>>>>>
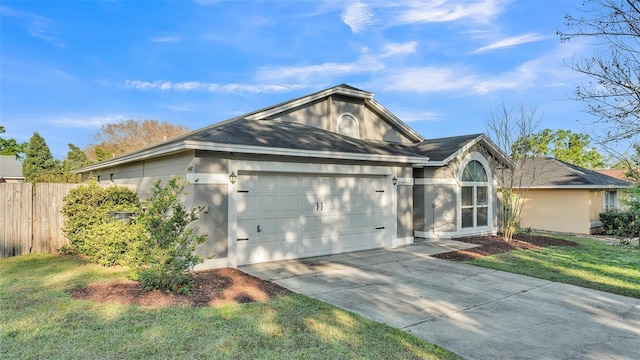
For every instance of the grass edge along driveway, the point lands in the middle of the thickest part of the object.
(592, 264)
(38, 319)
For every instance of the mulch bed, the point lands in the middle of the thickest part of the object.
(491, 245)
(226, 285)
(212, 288)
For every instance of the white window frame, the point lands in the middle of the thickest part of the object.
(341, 117)
(606, 205)
(474, 184)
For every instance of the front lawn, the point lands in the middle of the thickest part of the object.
(592, 264)
(39, 320)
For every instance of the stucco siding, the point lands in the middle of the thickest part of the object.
(596, 205)
(405, 211)
(556, 210)
(213, 220)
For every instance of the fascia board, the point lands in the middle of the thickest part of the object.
(145, 154)
(568, 187)
(248, 149)
(488, 144)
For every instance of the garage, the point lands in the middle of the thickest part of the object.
(286, 216)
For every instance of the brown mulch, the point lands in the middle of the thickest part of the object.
(223, 286)
(212, 288)
(491, 245)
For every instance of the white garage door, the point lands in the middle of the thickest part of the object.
(288, 217)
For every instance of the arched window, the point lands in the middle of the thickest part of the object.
(348, 125)
(475, 195)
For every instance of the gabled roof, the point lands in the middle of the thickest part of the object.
(10, 167)
(550, 173)
(441, 151)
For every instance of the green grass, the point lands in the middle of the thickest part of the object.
(39, 320)
(592, 264)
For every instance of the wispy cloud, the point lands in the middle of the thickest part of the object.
(511, 41)
(209, 87)
(166, 39)
(357, 16)
(37, 26)
(444, 11)
(79, 121)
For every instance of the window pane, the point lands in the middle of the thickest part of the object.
(483, 216)
(467, 217)
(482, 196)
(467, 196)
(474, 171)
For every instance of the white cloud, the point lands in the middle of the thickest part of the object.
(357, 16)
(80, 121)
(37, 26)
(444, 11)
(166, 39)
(210, 87)
(392, 49)
(511, 41)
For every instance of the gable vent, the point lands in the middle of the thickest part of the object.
(348, 125)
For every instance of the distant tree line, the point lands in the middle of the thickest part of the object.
(39, 165)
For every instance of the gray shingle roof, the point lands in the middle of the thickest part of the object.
(10, 167)
(442, 148)
(550, 172)
(288, 135)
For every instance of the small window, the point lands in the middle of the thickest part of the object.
(348, 125)
(610, 200)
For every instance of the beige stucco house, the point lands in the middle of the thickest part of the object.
(561, 197)
(330, 172)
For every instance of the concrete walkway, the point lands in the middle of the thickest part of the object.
(475, 312)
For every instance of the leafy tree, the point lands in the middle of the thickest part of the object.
(75, 159)
(120, 138)
(38, 164)
(11, 146)
(613, 95)
(561, 144)
(505, 126)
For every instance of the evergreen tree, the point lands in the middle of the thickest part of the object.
(11, 146)
(38, 162)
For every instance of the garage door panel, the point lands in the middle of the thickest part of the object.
(302, 216)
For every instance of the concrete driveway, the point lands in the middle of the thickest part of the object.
(475, 312)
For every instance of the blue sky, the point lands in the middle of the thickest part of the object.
(441, 66)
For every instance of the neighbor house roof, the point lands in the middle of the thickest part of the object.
(10, 167)
(616, 173)
(553, 173)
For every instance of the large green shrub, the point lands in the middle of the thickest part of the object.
(619, 223)
(167, 252)
(90, 225)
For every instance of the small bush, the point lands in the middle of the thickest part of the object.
(620, 223)
(90, 227)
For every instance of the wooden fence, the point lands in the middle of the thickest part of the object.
(30, 218)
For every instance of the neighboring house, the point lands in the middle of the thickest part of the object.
(330, 172)
(616, 173)
(562, 197)
(10, 169)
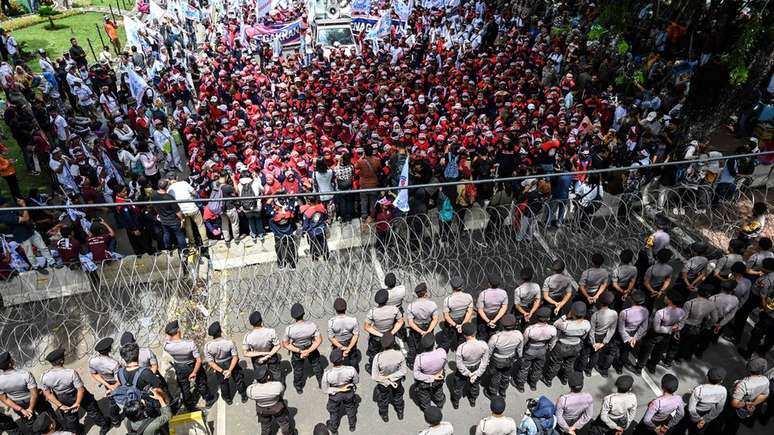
<<<<<
• [WHAT YOU ARE ASKED TO DO] Put the lines above into a JSON list of strings, one string for each line. Skip any blank lines and leave the pictures out.

• [WRITTEN ANSWER]
[
  "For every instance of the grass edge along driveway, the point lands in the middle of the thickest part of the object.",
  "(592, 264)",
  "(38, 319)",
  "For every instance of the mulch bed, the point lands in the middle of the thickest part of the object.",
  "(491, 245)",
  "(226, 285)",
  "(212, 288)",
  "For every instance of the white window frame, the point lands in the middle of the thickest part of the object.",
  "(341, 117)",
  "(606, 205)",
  "(474, 184)",
  "For every instance of the front lawn, the point lands in the middle of the thickest part of the object.",
  "(592, 264)",
  "(39, 320)",
  "For every instance of the stucco siding, the point lands in the middle of the thickest part of the object.",
  "(596, 205)",
  "(405, 211)",
  "(556, 210)",
  "(213, 220)",
  "For every instance of the fascia board, the point lands in the middle of the thickest part of the object.",
  "(145, 154)",
  "(568, 187)",
  "(248, 149)",
  "(488, 144)",
  "For every instance of the garage, the point lands in the middle of the thickest part of the object.",
  "(286, 216)",
  "For every instance of the brown mulch, the point lands in the middle of the thickest part of the object.",
  "(223, 286)",
  "(212, 288)",
  "(491, 245)",
  "For every instance of the white garage door, the point lands in the middle of the thickest part of the object.",
  "(288, 217)",
  "For every instance of the arched window, the point lands in the middle of the thickest part of the object.",
  "(348, 125)",
  "(475, 195)",
  "For every instance of the gabled roof, the point lands in the middle of the thickest part of the object.",
  "(10, 167)",
  "(550, 173)",
  "(441, 151)",
  "For every instance of the green grass, the point lands in the middle of the thickest part of the object.",
  "(39, 320)",
  "(592, 264)",
  "For every instance of the wispy cloud, the point lands in the middle of the thickest part of the object.",
  "(511, 41)",
  "(209, 87)",
  "(166, 39)",
  "(357, 16)",
  "(37, 26)",
  "(444, 11)",
  "(79, 121)",
  "For every instance of the window pane, the point lands in the middle of the thickest part of the object.",
  "(483, 216)",
  "(467, 217)",
  "(482, 196)",
  "(467, 196)",
  "(474, 171)",
  "For every instance of the white cloud, the point lands in the middle of the thickest part of the object.",
  "(357, 16)",
  "(80, 121)",
  "(37, 26)",
  "(444, 11)",
  "(166, 39)",
  "(210, 87)",
  "(392, 49)",
  "(511, 41)",
  "For every instance of the gable vent, the point lands in the middle of the thickest part of the object.",
  "(348, 125)",
  "For every instance of the distant tree line, the point lands in the middle of the thickest part of the object.",
  "(39, 165)",
  "For every instance of the gray shingle roof, the point lands in the middle of the thickest part of the object.",
  "(10, 167)",
  "(442, 148)",
  "(550, 172)",
  "(288, 135)",
  "For every instance of the small window, the point lands in the middle of the thickest part of the object.",
  "(348, 125)",
  "(610, 200)",
  "For every instance of the beige stucco house, the point lands in the middle of the thickest part of the object.",
  "(561, 197)",
  "(330, 172)",
  "For every instance of the concrete walkway, the point lands in the middle of the thickest part of the object.",
  "(475, 312)",
  "For every instance of the leafy tree, the point lands in the middle of the thickest part of the object.",
  "(75, 159)",
  "(120, 138)",
  "(38, 164)",
  "(11, 146)",
  "(613, 95)",
  "(561, 144)",
  "(505, 126)",
  "For every instance of the evergreen tree, the point lands in the middle of the thickest part of the object.",
  "(11, 146)",
  "(38, 162)",
  "For every instance of the garage door panel, the point lands in the middle of the thickest part of the object.",
  "(302, 216)",
  "For every instance of the concrete driveway, the point lands in the middle of the thickest part of the object.",
  "(475, 312)",
  "For every instance of the blue sky, the point lands in the middle of the thickest part of the object.",
  "(441, 66)",
  "For every instance of the neighbor house roof, the point lands in the middle of the thickest part of the object.",
  "(10, 167)",
  "(616, 173)",
  "(553, 173)",
  "For every instance of the large green shrub, the point lands in the middle of the thickest part of the object.",
  "(619, 223)",
  "(167, 252)",
  "(90, 225)",
  "For every instance of the small bush, the point lands in the middle of the thickest part of the object.",
  "(620, 223)",
  "(90, 227)",
  "For every instance of the wooden fence, the point lands in the middle of the thickest part of the object.",
  "(30, 218)",
  "For every instance of the neighboring house, the point lands in the middle of the thickest part of the object.",
  "(330, 172)",
  "(616, 173)",
  "(562, 197)",
  "(10, 169)"
]